(Текст документа)
++++++

Лады эти были тесно спаяны с представлением о музыке, как единстве ритмо - интонации слова-тона при господстве интонации грегорианского хорала. Европейская же гармония вырастала из постепенно складывавшейся новой диатоники с подчеркнутым осознанием второго в ладу полутона, как вводного тона. Характерность этого явления для интонационной природы европейской музыки бросается в глаза. Именно оно выявило качественную разновидность (на основе интервальной сопряженности) звуко - комплексов и --опять-таки очень медленно -- обусловило их группировку по принципу их наибольшей и наименьшей напряженности и стремления к основному тону, к тонике. Из обостренности интонации вводного тона среди полутонов развивается еще ряд важных для формы, как процесса интонирования, следствий: в отношении ладовом стирается тетрахордность, давнее наследие средиземноморской музыкальной культуры, и звукоряд европейский становится интонационным единством -- гаммой; отношении эволюции гармонии возникает чувство доминантности, все более и более осознаваемое, и ведет к ощущениям тональной диференцированности в нормах единого лада; происходит сближение музыкальной интеллектуальной культуры городов с народной музыкой, где - можно предполагать -- уже стихийно эмоционально сложилось музицирование в мажорном ладу с наличием вводнотонности.

++++++

(Серия записей)
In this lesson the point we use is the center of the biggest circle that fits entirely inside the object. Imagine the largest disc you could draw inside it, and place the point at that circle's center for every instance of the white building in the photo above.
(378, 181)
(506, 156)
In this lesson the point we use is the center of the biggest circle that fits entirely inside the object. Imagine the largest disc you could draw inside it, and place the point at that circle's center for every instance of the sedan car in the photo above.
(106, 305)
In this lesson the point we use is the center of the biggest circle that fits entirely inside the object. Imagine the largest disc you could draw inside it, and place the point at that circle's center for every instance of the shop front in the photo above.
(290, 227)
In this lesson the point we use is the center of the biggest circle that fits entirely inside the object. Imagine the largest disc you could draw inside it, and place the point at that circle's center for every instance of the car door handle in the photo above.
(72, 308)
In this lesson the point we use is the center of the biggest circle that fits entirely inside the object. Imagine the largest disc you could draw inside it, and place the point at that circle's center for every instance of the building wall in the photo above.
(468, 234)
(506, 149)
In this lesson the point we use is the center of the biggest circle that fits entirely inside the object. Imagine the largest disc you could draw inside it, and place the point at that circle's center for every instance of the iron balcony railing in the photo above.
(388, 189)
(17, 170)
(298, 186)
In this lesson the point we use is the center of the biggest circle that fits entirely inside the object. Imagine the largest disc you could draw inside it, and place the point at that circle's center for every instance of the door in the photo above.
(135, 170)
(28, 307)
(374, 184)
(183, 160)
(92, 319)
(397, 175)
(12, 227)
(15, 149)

++++++

(Формулировка задания 1) Воспроизведите полностью текст о ладах и европейской гармонии, ничего в нем не меняя.
(Формулировка задания 2) Сколько строк в записях содержат слово «building»? Ответ дайте одним числом.
Текст и записи взяты из разных источников.

(Полный ответ 1)
Лады эти были тесно спаяны с представлением о музыке, как единстве ритмо - интонации слова-тона при господстве интонации грегорианского хорала. Европейская же гармония вырастала из постепенно складывавшейся новой диатоники с подчеркнутым осознанием второго в ладу полутона, как вводного тона. Характерность этого явления для интонационной природы европейской музыки бросается в глаза. Именно оно выявило качественную разновидность (на основе интервальной сопряженности) звуко - комплексов и --опять-таки очень медленно -- обусловило их группировку по принципу их наибольшей и наименьшей напряженности и стремления к основному тону, к тонике. Из обостренности интонации вводного тона среди полутонов развивается еще ряд важных для формы, как процесса интонирования, следствий: в отношении ладовом стирается тетрахордность, давнее наследие средиземноморской музыкальной культуры, и звукоряд европейский становится интонационным единством -- гаммой; отношении эволюции гармонии возникает чувство доминантности, все более и более осознаваемое, и ведет к ощущениям тональной диференцированности в нормах единого лада; происходит сближение музыкальной интеллектуальной культуры городов с народной музыкой, где - можно предполагать -- уже стихийно эмоционально сложилось музицирование в мажорном ладу с наличием вводнотонности.

(Полный ответ 2) 2